Work instruction.
Whenever a line carries the word "bridge", pull it out of the entries.

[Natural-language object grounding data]
"""

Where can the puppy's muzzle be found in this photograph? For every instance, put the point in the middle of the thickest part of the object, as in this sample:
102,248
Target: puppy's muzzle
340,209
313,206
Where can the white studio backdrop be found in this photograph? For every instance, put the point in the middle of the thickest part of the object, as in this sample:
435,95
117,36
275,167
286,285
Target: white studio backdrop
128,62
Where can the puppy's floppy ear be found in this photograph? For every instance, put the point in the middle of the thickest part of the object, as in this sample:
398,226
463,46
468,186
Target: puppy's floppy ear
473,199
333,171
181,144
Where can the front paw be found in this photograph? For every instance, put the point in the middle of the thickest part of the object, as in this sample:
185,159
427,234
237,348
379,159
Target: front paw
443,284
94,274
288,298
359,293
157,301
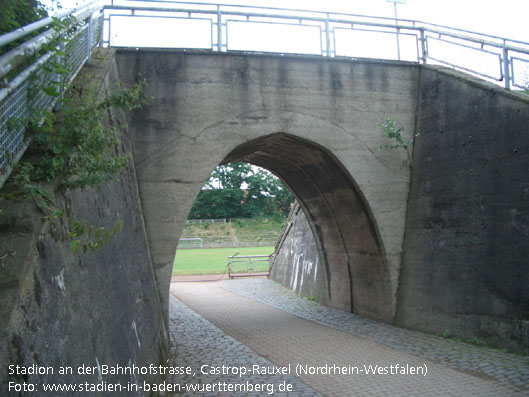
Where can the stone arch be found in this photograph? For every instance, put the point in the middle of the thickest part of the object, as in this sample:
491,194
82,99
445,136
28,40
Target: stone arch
356,270
206,106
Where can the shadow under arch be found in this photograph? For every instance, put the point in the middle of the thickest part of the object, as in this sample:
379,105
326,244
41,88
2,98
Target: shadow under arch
356,269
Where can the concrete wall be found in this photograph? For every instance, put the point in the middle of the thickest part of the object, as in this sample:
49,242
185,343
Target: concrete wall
313,121
465,266
296,264
62,308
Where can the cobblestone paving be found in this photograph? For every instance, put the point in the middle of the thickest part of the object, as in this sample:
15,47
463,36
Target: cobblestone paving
197,342
510,370
284,338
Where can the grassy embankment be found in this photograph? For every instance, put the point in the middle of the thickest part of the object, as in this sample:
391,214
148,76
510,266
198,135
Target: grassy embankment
259,234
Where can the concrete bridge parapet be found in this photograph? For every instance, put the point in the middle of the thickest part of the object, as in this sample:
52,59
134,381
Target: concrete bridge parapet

"""

Response area.
Where can the concrete bridge parapet be found in this photograph? For every instance, put the point in the middle of the thickest part of the object, as in this sample:
Target: concrete bridge parapet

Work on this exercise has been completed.